Written task: Return exactly the span of lines that opens with the line containing "Task: point: the blurred background" and closes with the last line of the data, inclusive.

Data supplied:
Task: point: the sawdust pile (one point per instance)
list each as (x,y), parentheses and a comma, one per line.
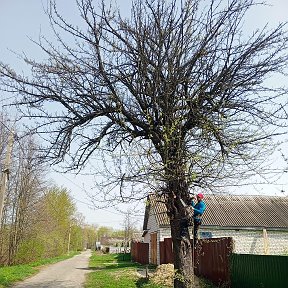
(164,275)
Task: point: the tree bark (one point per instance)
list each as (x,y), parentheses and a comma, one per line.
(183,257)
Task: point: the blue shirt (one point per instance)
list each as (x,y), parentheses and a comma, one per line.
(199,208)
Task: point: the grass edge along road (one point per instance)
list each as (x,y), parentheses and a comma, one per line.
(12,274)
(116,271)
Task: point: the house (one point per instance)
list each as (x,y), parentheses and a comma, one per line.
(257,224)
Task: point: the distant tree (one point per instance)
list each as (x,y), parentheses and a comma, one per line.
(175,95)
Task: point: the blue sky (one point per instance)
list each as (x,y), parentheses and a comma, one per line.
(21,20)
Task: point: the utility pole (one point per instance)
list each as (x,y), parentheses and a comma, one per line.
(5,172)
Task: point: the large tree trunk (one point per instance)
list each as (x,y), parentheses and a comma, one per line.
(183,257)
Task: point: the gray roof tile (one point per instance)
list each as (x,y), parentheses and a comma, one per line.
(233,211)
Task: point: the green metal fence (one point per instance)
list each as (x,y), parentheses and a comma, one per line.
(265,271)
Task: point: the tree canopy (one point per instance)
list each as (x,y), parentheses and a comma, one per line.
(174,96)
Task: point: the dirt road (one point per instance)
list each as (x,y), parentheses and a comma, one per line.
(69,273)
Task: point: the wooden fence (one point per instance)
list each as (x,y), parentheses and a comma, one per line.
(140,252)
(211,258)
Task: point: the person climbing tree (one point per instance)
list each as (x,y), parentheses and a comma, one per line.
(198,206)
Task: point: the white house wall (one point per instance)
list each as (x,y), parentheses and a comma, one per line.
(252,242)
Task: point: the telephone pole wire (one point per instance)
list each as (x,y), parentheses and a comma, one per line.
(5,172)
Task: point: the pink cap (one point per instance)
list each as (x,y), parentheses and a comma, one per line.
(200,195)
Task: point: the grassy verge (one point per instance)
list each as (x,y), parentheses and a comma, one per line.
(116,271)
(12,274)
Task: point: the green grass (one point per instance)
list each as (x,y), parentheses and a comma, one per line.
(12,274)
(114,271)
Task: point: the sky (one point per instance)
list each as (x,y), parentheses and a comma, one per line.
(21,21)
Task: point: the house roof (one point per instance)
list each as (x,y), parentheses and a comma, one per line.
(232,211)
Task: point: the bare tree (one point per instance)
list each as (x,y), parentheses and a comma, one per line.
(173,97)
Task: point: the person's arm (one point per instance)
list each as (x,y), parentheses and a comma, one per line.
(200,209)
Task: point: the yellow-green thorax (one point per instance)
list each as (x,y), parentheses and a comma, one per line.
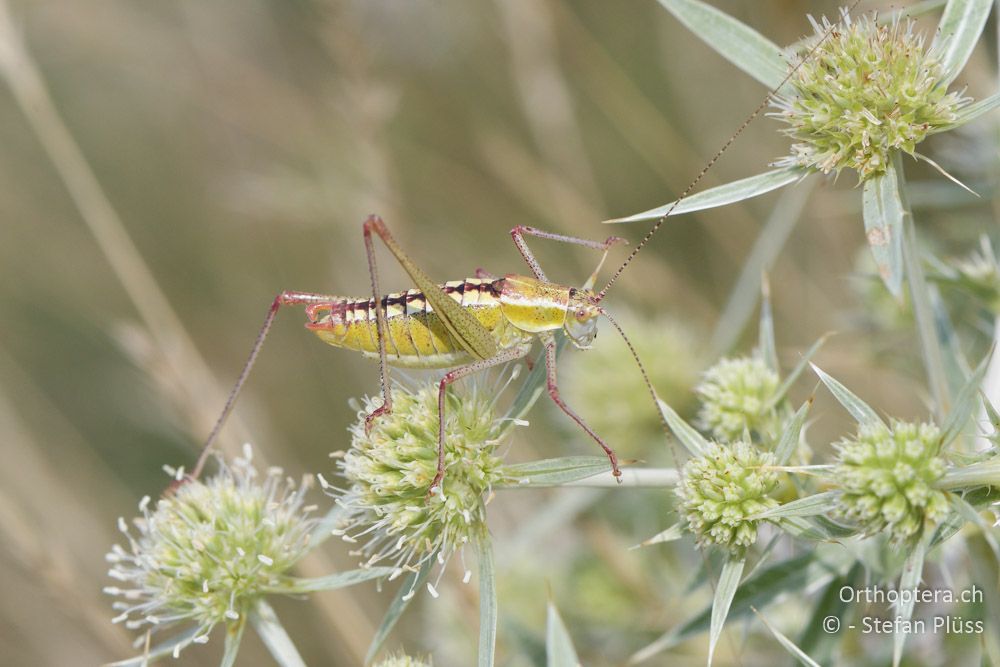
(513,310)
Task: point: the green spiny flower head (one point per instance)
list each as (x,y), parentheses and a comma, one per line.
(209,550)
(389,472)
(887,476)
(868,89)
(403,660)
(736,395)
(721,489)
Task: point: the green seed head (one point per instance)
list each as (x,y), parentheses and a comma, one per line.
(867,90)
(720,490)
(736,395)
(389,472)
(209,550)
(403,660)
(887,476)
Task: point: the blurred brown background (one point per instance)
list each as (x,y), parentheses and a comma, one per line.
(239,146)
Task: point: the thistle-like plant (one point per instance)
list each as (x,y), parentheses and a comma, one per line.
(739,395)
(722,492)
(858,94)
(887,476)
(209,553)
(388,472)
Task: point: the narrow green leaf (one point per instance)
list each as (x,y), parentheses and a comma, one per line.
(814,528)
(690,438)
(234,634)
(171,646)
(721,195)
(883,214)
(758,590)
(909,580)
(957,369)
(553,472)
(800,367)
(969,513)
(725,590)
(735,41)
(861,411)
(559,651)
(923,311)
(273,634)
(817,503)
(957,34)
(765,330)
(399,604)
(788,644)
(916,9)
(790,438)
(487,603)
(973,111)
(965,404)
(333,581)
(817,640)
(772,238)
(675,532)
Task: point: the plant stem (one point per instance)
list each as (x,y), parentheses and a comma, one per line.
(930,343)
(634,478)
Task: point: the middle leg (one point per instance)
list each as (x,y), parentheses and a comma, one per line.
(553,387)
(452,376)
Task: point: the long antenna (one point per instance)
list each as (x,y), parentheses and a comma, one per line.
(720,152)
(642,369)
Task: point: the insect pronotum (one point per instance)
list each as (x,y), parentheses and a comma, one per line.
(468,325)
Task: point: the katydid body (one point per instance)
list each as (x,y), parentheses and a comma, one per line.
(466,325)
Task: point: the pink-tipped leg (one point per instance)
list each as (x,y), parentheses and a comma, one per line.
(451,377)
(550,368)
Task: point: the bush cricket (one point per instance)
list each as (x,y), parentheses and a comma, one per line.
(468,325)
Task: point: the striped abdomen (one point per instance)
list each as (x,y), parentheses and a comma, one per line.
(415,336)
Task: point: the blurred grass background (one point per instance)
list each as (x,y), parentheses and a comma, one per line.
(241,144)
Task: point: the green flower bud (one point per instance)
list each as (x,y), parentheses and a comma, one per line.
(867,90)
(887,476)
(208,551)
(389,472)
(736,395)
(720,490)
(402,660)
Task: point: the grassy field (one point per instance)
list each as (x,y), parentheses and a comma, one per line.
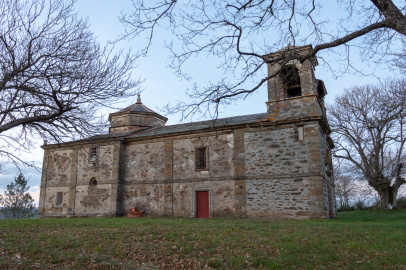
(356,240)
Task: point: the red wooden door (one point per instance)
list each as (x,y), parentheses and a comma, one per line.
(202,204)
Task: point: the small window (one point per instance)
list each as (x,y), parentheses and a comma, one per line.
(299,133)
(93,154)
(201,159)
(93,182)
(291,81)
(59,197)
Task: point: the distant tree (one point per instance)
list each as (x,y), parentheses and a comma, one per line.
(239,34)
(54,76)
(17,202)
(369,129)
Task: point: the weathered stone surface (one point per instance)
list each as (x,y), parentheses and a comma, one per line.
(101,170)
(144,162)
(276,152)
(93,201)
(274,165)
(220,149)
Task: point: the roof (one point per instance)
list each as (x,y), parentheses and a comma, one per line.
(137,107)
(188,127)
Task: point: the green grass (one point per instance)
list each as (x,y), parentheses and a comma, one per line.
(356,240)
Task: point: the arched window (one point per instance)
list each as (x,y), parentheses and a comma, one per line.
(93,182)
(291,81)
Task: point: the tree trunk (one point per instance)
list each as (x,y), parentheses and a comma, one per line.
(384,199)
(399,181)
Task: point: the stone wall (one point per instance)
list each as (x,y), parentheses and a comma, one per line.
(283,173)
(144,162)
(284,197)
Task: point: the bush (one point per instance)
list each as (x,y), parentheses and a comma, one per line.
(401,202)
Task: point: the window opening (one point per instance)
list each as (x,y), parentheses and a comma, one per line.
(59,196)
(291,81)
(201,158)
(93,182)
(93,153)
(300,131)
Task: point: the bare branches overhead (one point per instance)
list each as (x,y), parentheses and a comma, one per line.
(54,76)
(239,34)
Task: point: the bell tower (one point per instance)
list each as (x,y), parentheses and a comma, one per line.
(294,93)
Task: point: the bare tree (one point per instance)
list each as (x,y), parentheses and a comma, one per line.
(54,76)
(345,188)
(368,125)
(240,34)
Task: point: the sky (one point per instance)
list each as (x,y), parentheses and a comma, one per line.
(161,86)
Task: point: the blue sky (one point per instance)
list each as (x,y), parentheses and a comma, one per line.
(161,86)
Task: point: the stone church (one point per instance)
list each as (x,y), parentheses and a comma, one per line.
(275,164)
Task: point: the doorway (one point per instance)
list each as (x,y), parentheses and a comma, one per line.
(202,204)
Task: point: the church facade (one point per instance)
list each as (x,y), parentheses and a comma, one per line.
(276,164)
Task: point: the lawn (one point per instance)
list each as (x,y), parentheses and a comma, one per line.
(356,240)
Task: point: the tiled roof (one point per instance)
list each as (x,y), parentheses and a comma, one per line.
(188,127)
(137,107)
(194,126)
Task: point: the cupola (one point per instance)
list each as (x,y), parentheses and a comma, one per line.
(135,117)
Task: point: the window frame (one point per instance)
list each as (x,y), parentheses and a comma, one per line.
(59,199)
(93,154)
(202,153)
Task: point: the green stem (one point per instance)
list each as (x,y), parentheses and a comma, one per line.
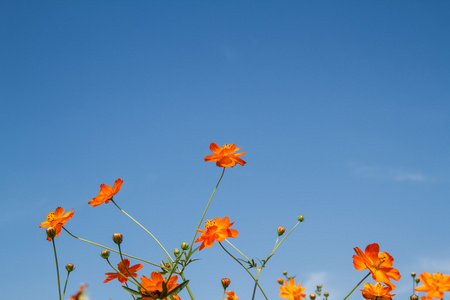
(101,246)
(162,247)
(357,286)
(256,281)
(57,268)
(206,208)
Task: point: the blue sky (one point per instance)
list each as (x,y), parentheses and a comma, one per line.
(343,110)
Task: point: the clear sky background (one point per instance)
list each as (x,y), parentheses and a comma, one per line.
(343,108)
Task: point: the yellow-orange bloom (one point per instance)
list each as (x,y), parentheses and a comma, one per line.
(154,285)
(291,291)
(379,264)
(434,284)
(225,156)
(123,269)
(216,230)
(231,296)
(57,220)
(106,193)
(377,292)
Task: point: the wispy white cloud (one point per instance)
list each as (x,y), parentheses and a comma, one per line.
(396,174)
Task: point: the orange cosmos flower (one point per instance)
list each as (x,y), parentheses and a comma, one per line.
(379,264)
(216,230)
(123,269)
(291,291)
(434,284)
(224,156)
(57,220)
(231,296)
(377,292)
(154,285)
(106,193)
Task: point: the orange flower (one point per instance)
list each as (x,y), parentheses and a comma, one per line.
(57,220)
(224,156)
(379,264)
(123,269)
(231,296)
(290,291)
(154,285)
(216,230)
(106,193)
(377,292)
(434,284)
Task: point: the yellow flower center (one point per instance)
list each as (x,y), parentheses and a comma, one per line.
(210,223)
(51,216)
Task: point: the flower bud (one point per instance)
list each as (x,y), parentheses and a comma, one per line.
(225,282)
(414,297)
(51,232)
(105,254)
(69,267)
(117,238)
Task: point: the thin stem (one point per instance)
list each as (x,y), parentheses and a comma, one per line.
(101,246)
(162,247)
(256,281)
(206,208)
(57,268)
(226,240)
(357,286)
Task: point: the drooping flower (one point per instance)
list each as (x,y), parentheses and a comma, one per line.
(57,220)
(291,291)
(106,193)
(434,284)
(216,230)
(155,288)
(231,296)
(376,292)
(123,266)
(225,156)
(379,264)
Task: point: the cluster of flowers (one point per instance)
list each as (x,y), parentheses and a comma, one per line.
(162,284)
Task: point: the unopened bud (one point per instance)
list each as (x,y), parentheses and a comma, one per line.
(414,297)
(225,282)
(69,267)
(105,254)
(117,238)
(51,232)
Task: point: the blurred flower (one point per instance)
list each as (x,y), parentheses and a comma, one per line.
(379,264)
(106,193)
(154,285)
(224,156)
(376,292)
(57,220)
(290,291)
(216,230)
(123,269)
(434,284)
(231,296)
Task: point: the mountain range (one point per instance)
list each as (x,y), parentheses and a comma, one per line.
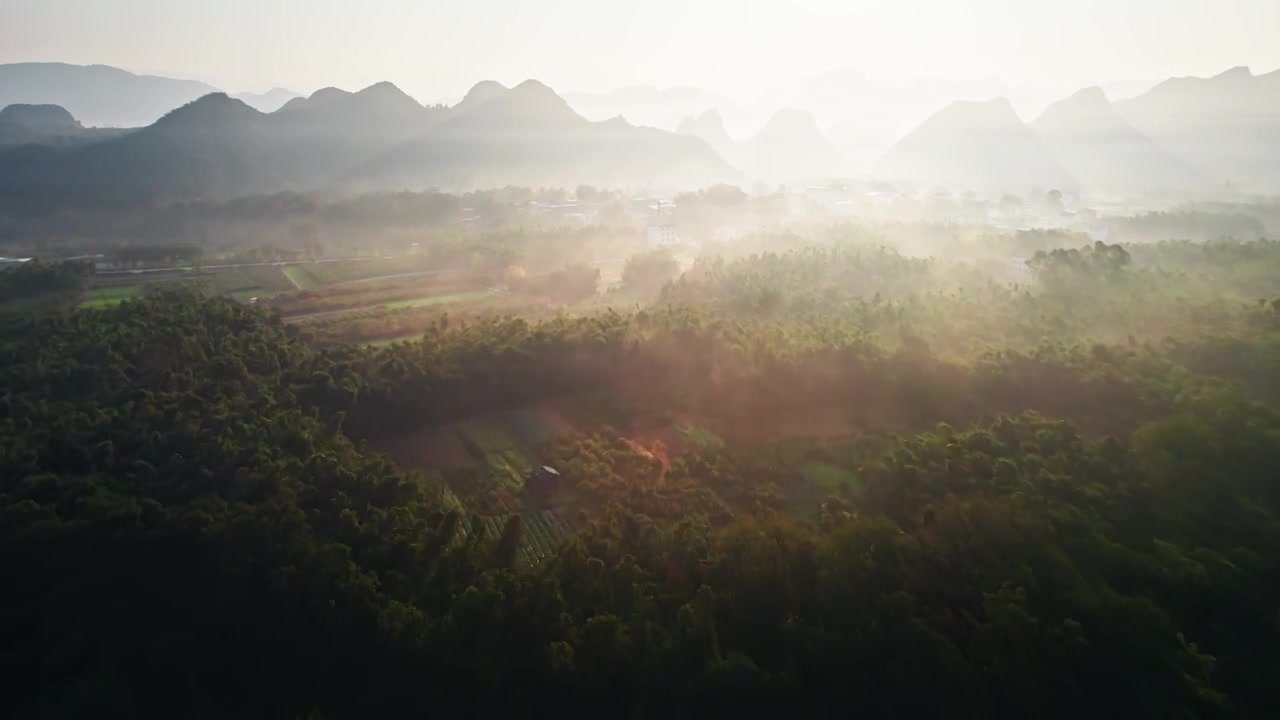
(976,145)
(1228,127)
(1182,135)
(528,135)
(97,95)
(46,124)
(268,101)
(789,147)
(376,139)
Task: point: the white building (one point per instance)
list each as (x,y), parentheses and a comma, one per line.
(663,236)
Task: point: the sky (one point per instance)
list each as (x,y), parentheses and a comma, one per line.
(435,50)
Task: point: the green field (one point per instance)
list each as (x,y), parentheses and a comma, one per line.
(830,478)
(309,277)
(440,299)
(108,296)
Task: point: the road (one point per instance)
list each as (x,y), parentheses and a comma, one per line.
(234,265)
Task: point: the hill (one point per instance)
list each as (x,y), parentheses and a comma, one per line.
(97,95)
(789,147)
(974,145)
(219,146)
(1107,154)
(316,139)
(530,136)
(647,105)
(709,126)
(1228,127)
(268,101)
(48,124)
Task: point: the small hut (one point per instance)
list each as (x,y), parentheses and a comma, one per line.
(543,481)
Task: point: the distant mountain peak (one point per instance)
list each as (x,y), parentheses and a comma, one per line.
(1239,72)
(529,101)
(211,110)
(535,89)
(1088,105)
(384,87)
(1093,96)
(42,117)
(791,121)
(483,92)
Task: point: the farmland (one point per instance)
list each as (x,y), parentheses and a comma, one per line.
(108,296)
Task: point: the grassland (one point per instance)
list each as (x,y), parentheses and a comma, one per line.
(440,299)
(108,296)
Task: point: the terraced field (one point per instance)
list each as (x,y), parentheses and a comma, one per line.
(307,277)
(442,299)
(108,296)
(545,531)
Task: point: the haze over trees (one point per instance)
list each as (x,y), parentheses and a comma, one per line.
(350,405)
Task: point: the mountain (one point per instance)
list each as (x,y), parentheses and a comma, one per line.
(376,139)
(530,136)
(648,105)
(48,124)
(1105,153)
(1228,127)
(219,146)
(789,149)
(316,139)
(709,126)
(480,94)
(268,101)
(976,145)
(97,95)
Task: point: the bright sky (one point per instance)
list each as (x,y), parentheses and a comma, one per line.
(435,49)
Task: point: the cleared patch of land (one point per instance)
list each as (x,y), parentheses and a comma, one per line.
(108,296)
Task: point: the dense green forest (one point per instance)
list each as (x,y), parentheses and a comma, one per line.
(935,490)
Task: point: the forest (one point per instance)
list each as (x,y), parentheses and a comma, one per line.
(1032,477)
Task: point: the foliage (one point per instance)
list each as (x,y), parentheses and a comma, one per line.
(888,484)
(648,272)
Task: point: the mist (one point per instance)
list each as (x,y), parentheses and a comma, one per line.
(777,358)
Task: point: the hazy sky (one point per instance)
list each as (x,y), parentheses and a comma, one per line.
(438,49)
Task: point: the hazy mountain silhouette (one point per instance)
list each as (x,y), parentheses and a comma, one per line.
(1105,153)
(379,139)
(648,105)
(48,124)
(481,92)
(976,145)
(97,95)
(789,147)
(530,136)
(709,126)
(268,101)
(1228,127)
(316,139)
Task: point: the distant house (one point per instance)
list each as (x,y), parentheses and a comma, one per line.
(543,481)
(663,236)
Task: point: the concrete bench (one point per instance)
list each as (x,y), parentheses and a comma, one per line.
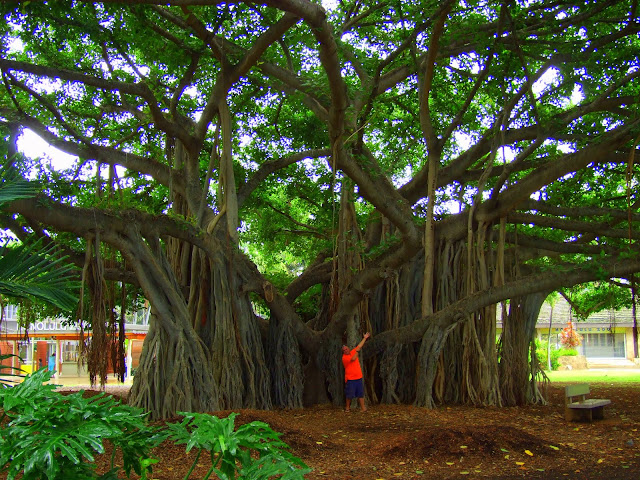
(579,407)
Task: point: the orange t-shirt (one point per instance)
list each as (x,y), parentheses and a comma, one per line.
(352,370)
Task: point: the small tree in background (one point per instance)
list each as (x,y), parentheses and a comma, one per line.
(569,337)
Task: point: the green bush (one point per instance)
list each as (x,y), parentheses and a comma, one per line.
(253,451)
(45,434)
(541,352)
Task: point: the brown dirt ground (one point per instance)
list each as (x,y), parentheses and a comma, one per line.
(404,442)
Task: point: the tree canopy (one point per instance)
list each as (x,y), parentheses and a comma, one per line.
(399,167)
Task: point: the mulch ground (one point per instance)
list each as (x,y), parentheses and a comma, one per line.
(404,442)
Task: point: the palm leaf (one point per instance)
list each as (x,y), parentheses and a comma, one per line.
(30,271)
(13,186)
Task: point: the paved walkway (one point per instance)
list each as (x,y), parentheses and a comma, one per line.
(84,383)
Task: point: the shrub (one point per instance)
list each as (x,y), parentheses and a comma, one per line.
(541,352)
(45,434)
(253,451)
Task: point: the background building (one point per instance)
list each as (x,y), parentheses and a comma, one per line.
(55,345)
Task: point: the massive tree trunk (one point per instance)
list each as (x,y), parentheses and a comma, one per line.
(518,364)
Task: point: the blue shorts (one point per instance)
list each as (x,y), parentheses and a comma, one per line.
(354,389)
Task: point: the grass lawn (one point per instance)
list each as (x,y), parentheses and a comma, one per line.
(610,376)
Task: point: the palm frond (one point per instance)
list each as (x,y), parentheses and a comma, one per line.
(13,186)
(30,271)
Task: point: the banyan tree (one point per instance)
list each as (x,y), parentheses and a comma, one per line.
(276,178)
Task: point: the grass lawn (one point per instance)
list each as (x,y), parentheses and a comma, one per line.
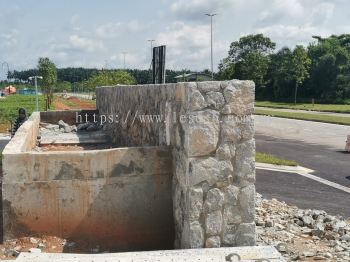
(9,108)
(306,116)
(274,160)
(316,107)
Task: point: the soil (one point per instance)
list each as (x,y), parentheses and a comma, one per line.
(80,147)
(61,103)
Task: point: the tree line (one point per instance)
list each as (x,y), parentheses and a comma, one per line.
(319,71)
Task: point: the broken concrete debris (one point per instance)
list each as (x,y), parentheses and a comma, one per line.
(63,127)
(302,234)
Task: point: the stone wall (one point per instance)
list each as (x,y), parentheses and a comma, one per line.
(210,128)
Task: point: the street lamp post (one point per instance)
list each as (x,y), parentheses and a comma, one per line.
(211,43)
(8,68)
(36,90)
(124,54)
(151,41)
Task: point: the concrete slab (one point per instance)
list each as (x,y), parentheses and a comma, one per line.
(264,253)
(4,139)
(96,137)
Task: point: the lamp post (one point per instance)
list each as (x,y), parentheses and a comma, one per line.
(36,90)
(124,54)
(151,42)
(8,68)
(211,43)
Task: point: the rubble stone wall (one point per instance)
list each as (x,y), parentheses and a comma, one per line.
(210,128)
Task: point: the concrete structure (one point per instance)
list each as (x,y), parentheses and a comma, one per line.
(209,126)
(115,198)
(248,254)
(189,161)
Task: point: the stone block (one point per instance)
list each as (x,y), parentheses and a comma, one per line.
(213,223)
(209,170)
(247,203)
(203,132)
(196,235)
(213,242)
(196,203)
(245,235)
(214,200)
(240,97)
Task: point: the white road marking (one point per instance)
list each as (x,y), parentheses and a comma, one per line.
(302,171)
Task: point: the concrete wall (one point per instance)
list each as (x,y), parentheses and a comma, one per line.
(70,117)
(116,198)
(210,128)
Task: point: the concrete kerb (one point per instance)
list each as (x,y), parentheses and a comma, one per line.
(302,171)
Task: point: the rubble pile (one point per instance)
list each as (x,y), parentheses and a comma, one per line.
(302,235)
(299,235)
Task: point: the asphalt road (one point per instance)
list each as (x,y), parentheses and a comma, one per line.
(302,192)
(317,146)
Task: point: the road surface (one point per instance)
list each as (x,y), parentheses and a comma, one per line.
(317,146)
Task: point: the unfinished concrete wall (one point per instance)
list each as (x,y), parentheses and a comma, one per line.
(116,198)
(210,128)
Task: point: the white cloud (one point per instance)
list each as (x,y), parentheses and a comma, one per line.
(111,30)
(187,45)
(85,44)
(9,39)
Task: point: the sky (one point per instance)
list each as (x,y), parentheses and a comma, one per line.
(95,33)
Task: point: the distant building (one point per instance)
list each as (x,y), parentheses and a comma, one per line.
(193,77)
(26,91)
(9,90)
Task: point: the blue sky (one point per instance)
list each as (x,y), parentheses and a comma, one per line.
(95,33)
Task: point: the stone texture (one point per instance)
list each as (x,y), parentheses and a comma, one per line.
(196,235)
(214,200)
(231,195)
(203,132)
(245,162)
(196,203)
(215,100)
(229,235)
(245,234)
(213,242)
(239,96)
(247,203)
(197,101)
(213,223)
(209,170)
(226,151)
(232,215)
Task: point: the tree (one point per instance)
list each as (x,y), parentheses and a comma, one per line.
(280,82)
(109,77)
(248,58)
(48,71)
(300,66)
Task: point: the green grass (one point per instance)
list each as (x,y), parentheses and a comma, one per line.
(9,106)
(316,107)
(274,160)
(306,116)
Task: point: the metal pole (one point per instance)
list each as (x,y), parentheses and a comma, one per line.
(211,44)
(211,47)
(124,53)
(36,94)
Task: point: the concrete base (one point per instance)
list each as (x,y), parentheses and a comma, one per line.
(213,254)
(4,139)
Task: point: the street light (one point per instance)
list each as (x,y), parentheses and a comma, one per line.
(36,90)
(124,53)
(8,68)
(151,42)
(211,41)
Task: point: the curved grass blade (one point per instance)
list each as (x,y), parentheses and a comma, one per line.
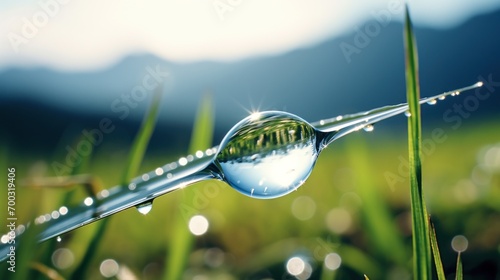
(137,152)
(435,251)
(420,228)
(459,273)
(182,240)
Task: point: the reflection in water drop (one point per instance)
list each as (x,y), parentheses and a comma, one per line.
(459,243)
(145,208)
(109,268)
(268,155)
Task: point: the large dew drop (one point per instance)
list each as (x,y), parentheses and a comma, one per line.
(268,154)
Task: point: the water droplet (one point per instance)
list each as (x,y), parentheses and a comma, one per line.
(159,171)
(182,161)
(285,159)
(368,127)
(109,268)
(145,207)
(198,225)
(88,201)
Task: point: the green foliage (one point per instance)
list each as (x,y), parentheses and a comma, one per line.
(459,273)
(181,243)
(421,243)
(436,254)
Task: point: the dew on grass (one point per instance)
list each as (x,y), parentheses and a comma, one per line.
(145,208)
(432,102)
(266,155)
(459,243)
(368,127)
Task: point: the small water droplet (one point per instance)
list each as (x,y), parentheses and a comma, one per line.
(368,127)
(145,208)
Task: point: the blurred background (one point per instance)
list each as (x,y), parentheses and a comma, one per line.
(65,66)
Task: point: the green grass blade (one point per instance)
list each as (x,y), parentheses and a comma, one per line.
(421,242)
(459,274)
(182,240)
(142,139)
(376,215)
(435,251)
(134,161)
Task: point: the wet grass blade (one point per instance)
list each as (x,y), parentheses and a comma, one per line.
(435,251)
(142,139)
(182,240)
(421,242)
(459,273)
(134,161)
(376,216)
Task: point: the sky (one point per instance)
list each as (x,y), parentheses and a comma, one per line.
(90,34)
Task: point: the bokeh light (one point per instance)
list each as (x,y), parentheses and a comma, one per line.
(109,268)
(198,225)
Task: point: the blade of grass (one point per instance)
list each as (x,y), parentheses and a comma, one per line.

Task solution:
Task: point: the blurred background (one point per instance)
list each as (x,y), parentheses and a comma, one per line.
(65,66)
Task: point: the green grass blade (one point per instance)
list each as (x,y), parentheses and a comma, one per line.
(421,242)
(459,274)
(182,240)
(142,139)
(376,215)
(435,251)
(134,161)
Task: point: the wet grass blade (one point per instance)
list each as (x,y), parentheses and a comma, one per line.
(435,251)
(142,139)
(182,240)
(421,242)
(459,273)
(134,161)
(376,216)
Task: point: the sky (one point per instance)
list each as (x,y), parentheses and a comma, one per line.
(90,34)
Task: point: the bokeh light (one point per instance)
list each as (x,y), parentheses and a comma, one per line.
(109,268)
(198,225)
Task: point: the blade of grass (one point per instance)
list each as (x,y), parentheses and a comma, one per line.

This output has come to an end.